Can you copy, character for character, the rows starting at the line that contains "Target: **stringy plant material**" and ending at the line that contains "[[[255,0],[4,0],[0,189],[254,190]]]", with both of those lines included?

- - - -

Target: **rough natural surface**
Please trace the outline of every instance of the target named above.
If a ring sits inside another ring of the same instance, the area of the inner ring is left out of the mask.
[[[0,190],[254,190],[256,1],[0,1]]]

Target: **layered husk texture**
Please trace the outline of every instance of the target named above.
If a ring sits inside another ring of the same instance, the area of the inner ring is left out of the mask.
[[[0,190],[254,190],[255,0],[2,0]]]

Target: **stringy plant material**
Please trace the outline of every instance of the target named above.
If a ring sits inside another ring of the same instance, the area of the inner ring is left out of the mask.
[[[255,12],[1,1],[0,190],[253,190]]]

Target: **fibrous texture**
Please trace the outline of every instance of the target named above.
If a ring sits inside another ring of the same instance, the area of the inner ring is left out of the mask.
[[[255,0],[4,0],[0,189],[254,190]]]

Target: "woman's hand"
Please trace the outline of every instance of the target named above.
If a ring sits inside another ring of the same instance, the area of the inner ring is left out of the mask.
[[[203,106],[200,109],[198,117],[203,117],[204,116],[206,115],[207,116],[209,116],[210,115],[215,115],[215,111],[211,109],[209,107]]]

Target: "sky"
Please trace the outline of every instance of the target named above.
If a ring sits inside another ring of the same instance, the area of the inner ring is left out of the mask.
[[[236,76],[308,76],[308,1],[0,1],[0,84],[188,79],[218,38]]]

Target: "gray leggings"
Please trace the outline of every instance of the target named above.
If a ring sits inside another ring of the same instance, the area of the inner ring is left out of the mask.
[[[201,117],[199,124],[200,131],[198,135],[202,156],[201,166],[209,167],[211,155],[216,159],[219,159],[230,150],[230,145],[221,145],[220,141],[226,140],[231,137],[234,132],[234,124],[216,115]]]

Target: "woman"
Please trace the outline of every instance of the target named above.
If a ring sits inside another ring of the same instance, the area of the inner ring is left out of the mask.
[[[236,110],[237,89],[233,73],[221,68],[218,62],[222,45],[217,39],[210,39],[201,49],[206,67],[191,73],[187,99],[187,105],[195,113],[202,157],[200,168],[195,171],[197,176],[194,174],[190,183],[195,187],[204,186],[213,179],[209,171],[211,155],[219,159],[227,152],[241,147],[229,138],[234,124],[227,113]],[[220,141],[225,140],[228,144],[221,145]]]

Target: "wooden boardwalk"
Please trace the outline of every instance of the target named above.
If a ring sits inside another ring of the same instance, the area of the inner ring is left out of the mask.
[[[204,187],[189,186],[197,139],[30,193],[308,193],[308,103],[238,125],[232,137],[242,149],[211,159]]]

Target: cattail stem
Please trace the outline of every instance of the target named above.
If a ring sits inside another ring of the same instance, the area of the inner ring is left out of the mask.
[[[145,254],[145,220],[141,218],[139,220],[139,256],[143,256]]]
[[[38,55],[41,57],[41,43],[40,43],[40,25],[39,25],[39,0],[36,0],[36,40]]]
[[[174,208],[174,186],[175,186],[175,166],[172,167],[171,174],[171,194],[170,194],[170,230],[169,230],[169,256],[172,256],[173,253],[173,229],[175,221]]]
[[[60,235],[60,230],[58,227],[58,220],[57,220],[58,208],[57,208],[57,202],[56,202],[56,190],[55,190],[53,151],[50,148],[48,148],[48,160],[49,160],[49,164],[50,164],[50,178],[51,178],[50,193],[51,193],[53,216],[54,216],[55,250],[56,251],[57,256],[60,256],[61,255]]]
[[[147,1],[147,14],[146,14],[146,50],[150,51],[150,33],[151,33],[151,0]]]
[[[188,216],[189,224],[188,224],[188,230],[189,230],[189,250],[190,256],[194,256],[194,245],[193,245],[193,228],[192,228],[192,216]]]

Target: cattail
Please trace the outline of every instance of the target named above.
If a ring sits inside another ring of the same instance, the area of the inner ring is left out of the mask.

- - - -

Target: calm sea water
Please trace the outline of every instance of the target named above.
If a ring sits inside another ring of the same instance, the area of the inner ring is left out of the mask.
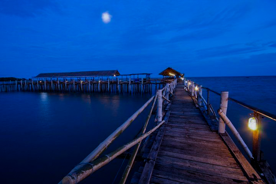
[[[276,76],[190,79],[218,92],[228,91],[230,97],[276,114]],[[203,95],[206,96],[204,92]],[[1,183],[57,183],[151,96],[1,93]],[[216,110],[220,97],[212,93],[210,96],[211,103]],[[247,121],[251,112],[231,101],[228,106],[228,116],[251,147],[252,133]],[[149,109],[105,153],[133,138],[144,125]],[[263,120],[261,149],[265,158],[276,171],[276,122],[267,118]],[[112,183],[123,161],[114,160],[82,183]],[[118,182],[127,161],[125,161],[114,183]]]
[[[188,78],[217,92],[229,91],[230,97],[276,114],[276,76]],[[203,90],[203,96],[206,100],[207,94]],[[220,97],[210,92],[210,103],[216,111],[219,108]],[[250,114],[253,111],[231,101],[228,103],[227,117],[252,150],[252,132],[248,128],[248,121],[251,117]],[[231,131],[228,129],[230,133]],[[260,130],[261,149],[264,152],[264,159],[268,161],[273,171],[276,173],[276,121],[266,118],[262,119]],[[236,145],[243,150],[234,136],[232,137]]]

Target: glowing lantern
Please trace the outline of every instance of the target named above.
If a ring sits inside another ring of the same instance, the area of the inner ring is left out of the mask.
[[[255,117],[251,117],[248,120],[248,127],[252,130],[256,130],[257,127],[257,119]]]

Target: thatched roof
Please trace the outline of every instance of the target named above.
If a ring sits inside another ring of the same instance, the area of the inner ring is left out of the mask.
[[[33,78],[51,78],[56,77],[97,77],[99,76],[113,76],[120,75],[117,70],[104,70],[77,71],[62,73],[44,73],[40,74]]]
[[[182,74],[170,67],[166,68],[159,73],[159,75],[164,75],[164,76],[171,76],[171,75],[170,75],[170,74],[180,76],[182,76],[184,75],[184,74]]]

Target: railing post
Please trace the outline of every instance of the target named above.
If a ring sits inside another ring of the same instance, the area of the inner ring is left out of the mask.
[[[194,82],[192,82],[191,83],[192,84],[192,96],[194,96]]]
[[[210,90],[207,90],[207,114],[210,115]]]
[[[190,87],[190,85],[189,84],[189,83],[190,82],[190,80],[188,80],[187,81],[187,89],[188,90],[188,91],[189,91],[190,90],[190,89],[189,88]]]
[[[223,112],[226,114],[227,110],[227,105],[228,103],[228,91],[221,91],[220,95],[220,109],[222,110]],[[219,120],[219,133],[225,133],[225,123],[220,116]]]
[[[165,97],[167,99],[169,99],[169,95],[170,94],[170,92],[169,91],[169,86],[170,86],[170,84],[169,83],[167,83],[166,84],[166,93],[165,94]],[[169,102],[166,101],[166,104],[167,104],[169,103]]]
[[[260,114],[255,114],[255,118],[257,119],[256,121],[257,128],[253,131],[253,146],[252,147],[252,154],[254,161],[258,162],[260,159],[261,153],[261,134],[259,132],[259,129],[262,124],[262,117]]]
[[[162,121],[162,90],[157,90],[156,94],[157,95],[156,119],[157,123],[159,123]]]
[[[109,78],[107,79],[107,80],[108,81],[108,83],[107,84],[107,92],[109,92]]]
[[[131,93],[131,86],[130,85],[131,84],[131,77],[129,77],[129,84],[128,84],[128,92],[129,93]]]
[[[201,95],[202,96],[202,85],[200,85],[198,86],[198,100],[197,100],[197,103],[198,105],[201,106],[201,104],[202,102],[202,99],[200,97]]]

- - - -

--- Response to the exercise ---
Target: **stringy plant material**
Please trace the outline of every instance of the target named above.
If a ring sits inside another ring of the same instance, the area of the inner ring is left out of the mask.
[[[255,12],[1,1],[0,190],[253,190]]]

Target: **fibrous texture**
Please trace the outline of every instance of the target named above.
If a ring sits inside another ring of the same instance, the area of the inner ring is left out of the mask.
[[[255,0],[4,0],[0,189],[254,190]]]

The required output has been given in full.